### [Objective]
Copy the records starting at the line that contains "of the wooden" and ending at the line that contains "[[675, 314]]", swapping every "Target" for "Label" and keeping everything else the same.

— BEGIN Excerpted data —

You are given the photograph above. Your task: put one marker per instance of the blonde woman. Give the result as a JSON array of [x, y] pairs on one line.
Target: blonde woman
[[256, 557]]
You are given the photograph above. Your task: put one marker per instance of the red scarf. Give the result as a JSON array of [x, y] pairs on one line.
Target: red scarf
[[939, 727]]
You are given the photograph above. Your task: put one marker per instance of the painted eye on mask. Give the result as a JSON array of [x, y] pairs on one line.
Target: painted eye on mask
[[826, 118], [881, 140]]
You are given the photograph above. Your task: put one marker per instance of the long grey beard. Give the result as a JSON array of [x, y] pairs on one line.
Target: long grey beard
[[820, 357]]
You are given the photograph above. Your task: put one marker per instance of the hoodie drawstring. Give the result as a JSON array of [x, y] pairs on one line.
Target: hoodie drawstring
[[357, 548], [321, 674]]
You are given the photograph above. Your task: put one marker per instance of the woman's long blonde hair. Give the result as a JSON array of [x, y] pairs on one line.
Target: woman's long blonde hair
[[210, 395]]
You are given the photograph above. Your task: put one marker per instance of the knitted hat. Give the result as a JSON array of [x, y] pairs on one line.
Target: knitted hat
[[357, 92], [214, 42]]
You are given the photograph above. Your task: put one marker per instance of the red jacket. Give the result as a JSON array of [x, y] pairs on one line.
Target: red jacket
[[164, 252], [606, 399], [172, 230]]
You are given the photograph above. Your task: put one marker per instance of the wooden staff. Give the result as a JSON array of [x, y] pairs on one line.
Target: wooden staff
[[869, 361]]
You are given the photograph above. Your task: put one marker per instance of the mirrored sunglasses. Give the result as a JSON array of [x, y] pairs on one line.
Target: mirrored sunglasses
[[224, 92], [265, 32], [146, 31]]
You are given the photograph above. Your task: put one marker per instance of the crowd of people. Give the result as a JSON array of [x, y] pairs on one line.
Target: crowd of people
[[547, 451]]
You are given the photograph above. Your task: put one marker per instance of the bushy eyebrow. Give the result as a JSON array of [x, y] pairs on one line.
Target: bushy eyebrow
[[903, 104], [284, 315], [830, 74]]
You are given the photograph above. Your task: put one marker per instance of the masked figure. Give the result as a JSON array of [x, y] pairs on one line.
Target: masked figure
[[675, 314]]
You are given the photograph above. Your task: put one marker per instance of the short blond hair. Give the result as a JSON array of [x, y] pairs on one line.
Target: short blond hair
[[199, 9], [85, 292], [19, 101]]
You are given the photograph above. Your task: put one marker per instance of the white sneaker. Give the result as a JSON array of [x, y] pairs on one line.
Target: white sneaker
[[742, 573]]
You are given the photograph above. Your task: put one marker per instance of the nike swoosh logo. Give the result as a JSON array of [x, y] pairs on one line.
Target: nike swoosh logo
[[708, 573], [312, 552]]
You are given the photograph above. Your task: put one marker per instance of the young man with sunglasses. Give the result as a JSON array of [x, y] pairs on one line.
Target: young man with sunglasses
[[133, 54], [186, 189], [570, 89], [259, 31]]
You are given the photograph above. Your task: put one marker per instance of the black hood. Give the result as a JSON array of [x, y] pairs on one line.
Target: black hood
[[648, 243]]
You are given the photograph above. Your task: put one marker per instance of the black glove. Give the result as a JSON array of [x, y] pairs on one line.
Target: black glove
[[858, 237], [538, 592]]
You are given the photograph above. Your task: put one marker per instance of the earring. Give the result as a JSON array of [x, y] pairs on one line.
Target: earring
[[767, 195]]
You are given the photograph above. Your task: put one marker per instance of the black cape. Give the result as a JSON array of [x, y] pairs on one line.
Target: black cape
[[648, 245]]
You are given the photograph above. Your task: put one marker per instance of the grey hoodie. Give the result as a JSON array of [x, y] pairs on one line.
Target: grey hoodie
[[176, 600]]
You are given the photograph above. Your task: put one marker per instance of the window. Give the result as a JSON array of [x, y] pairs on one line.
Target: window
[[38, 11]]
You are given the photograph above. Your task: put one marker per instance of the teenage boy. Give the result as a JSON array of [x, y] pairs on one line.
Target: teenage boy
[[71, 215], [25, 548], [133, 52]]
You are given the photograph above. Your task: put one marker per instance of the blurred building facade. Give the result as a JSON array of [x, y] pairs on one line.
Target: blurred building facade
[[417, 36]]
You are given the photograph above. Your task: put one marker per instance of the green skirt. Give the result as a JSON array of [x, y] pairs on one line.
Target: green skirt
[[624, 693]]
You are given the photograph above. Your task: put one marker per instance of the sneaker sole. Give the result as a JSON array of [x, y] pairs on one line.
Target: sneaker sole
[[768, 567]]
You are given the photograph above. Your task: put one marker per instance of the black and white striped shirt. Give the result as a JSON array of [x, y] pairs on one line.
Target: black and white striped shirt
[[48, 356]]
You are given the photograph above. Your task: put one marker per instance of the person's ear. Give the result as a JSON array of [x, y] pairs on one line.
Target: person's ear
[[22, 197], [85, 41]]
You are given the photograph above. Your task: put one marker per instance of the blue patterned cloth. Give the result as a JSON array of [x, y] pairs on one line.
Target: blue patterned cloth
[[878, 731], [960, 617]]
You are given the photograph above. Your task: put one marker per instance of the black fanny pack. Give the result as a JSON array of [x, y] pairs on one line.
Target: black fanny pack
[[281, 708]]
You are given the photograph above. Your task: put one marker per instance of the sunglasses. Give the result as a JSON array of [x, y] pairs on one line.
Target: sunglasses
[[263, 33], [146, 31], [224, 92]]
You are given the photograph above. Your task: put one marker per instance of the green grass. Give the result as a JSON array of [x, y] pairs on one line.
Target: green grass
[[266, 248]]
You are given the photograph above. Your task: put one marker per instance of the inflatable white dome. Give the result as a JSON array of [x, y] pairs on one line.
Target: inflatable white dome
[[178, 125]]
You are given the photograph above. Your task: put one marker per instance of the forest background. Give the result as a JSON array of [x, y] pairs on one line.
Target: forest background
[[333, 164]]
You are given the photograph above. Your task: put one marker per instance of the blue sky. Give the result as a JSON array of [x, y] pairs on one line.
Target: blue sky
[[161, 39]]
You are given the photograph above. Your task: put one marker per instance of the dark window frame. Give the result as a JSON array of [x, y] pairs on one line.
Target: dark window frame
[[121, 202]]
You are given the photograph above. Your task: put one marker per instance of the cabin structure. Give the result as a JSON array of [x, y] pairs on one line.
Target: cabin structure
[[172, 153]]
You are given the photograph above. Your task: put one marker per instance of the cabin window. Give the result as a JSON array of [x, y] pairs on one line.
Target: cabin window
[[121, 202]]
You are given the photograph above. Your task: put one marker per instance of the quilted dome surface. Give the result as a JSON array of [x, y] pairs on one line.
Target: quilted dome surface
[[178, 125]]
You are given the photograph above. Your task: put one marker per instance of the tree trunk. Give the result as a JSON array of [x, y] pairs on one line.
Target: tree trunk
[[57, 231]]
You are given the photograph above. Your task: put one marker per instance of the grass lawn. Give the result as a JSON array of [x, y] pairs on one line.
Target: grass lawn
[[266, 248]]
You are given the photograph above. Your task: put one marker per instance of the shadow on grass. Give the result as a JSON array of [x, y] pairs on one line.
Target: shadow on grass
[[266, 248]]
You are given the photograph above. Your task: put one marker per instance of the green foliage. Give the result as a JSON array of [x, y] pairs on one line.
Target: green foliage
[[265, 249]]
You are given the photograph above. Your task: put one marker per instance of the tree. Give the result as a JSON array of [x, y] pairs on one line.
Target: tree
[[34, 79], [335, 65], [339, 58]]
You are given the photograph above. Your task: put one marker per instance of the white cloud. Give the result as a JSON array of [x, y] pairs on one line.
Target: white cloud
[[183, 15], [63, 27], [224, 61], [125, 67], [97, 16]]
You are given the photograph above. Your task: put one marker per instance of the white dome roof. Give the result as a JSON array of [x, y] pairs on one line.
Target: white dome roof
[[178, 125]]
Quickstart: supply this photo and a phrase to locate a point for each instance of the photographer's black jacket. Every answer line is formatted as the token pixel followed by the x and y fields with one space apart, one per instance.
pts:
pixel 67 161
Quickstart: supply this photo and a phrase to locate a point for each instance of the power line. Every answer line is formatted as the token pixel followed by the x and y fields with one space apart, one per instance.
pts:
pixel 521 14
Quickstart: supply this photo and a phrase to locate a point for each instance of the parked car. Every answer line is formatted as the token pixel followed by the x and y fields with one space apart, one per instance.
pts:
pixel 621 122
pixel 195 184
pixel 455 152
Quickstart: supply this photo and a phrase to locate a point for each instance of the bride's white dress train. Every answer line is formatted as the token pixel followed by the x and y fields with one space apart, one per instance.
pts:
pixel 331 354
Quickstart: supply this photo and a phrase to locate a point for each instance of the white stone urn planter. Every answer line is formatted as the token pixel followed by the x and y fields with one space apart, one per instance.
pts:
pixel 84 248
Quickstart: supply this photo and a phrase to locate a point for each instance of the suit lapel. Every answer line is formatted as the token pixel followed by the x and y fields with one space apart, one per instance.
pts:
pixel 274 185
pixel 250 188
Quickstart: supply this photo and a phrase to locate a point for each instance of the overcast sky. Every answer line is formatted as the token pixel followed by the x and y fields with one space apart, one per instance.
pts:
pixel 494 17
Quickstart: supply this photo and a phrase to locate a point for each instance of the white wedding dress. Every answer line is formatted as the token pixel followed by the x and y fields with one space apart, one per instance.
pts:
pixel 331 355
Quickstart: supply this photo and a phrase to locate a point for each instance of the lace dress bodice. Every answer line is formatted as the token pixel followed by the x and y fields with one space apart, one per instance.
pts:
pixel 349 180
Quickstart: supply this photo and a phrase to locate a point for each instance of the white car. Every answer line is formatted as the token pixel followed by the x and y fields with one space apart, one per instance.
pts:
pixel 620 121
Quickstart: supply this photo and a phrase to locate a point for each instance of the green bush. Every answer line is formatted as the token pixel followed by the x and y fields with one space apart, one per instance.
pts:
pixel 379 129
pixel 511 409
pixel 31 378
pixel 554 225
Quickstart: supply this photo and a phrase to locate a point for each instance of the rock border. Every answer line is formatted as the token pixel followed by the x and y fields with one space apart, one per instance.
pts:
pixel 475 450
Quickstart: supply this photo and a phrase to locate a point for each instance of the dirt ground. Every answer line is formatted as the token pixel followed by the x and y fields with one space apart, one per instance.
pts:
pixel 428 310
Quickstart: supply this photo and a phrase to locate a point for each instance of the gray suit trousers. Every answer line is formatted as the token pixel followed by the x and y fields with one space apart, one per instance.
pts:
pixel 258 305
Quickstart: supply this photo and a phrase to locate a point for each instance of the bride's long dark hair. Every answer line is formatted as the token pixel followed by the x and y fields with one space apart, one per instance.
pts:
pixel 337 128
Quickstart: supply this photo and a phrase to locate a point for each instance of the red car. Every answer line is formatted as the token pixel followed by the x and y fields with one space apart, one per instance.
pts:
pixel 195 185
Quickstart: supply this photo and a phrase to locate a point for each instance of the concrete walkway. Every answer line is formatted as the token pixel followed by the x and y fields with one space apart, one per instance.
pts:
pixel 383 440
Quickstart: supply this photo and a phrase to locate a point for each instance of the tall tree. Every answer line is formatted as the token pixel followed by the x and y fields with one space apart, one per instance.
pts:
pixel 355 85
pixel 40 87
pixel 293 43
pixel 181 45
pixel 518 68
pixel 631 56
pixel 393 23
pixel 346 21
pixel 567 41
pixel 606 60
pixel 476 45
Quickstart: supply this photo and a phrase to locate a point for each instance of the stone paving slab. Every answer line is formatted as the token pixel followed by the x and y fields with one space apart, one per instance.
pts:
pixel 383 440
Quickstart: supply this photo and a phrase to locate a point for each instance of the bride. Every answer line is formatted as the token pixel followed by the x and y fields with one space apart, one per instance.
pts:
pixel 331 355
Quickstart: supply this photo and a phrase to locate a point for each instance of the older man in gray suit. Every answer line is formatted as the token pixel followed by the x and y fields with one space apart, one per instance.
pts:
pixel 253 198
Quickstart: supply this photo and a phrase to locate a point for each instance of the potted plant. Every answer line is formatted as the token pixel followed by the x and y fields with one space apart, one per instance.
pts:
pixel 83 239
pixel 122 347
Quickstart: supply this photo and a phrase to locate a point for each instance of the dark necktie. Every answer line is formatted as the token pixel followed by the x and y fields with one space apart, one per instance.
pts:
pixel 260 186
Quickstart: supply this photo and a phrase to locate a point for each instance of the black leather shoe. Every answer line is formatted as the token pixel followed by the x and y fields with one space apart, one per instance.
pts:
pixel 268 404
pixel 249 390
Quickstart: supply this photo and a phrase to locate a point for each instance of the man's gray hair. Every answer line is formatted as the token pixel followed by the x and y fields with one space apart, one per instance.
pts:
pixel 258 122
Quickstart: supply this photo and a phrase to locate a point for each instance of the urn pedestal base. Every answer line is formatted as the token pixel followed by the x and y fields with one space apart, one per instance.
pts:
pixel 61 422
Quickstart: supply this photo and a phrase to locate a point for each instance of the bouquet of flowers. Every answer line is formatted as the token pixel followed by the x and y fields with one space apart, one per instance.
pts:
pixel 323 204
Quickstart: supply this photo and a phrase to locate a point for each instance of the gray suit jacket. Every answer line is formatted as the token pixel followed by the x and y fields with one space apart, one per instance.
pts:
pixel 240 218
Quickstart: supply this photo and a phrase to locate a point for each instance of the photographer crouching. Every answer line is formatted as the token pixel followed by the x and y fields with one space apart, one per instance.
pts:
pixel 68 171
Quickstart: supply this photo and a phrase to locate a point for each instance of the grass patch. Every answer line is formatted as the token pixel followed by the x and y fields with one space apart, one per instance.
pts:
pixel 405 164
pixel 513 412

— END Excerpted data —

### [Solution to this task]
You are given the photograph above. Your task: put one marker per instance of the wooden staff. Give the result as a JSON array of [x, y] pairs on one line.
Label: wooden staff
[[869, 361]]
You are given the photograph above. Your task: put one marker per instance of the mirrored sunglasses. Give the result as a JSON array of [x, y] pairs on one line.
Label: mirrored sunglasses
[[224, 92], [265, 32], [146, 31]]
You are given the photograph above. Your task: put one marker per instance of the crowd of people. Give the result as a JSON array of [x, y] pairs on one line.
Label: crowd of people
[[547, 451]]
You are given the photograph above. Your task: put one marker per instance of the bushy eyebrow. Give the result as a JSON array of [x, y] pairs on one line.
Label: bushy eyebrow
[[903, 104], [284, 315], [830, 74]]
You are given the photograph above. Your task: put one marker per instance of the masked figure. Give the result as a JSON array of [x, y] pairs on one line.
Label: masked figure
[[675, 314]]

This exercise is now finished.